根據下面的書評,《腦控》中來自中國的腦神經科學家叫什麼名字?

§ 節選
------------------------------

堅硬的質地,險絕的風格 ——評郭羽、溢青網絡小說《腦控》
網絡小說是直面讀者的文學,想要獲得讀者的喜愛,必須有其自己的獨特“配方” ,這主要體現在網絡小說要講述一個精彩的故事,這里包含兩重要素,一是故事很精彩,二是注重講述故事的技巧。與眾多的超長篇網絡小說不同, 《腦控》的故事本身很精煉,只有16萬多字,但小說的容量很大,故事的密度很高,體現了一種精品化創作的態度,更呈現出一種堅實硬朗的文學質地。
從故事核心來說, 《腦控》講述了一個中國科學家與朋友們一起戰勝了美國的反人類科技狂人,正義的力量戰勝了邪惡的故事。小說精心構思,在故事講述上極具匠心。小說有效控制了敘事,通過設置疑問,敘述人在慢慢推進的過程中,不斷解謎,又不斷增加新的疑點,擴展小說的容量,形成故事閱讀的緊張感,直到故事的結局才真相大白。這部作品回應了近年來希望網絡文學更多關注現實的呼聲,小說中所描繪的超級流腦與新冠肺炎疫情有相似之處,但小說并不是一部直面現實的作品,而是在現實背景上虛構了一個想象的故事。在這個故事里,超級流腦疫情不是來自病毒,而是來自人為的對大腦的控制所致,美國進行腦神經科學實驗的投資人和科學家尤利西斯為了一個瘋狂的“人類樂園計劃” ,通過“腦控”讓低智商的人自殺,這個反人類的瘋狂計劃遭到了有正義感的科學家的阻止,來自中國腦神經科學家陳辰,與受害者“威爾”等人一起團結合作,最終戰勝了反派頭目尤利西斯。
《腦控》中,抗疫不是作品的主題,疫情也不是作品描寫的重點,故事沒有和現實一一對位,小說的意義更多的是在隱喻層面上,它呼應了《美麗新世界》等對科技理想主義的批判。在《腦控》中,疫情的出現是科學研究不堅守人文底線造成的嚴重后果,是科技狂人利用腦控技術推行人類清洗的工具。二戰以來,核實驗的成功,克隆技術的攻克,人類基因密碼的破譯,人工智能的進步,引發了科學主義與人文主義的沖突,提醒人們科學實驗一定要堅守人文主義的底線,否則將會變成人類的災難,在《黑客帝國》 《星球大戰》等好萊塢大片中已經表現了這一現實。 《腦控》堅守人文主義的立場,以精彩的故事承續了這一主題。

------------------------------

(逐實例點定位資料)
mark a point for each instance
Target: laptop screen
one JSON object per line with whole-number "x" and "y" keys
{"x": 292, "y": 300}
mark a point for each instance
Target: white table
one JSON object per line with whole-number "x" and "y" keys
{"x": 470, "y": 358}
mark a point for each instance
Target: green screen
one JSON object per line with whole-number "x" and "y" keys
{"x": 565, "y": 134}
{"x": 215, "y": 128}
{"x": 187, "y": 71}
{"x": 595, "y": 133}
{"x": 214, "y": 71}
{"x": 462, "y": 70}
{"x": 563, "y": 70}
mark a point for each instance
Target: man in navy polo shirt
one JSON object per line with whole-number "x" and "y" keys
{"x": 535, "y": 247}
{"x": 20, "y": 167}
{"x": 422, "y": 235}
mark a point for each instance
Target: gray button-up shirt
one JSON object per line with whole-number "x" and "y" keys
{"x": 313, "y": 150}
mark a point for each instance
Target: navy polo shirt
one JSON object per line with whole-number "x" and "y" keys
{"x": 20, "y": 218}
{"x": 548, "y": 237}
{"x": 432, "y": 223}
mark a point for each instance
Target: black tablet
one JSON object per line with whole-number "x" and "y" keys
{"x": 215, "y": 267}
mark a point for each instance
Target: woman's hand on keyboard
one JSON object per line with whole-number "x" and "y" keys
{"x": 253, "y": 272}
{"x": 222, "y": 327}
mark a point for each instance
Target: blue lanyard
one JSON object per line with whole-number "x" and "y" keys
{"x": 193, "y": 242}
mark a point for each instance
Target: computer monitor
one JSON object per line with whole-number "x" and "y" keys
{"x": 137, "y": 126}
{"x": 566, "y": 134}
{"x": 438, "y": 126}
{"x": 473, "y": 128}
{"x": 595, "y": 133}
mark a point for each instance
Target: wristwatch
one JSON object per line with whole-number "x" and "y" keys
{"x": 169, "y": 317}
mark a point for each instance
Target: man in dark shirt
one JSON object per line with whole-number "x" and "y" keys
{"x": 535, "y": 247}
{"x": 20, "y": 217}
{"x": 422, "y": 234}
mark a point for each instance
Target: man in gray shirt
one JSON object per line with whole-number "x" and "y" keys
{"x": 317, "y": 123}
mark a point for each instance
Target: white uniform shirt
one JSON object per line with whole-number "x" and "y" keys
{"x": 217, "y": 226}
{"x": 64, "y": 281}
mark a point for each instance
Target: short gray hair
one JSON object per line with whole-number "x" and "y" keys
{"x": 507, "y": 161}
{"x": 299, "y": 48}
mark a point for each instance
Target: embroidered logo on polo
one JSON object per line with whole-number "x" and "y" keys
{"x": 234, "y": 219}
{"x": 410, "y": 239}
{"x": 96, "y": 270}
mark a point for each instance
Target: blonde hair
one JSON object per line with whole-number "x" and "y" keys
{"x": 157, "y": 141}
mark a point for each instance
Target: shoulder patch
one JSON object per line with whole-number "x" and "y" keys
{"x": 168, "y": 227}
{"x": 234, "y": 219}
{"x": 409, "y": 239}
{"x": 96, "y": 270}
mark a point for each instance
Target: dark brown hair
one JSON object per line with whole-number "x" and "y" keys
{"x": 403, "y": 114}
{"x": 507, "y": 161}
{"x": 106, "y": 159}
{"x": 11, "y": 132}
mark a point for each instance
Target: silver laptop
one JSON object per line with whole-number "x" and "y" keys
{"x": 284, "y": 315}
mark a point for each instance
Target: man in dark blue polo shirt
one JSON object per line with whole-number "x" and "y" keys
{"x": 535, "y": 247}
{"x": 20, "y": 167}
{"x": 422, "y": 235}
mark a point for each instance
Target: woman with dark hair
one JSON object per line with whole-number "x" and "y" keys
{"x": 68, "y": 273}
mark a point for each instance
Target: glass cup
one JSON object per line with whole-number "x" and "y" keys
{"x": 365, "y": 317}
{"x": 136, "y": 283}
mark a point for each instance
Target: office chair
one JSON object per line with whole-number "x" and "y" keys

------------------------------

§ 本題答案
陳辰。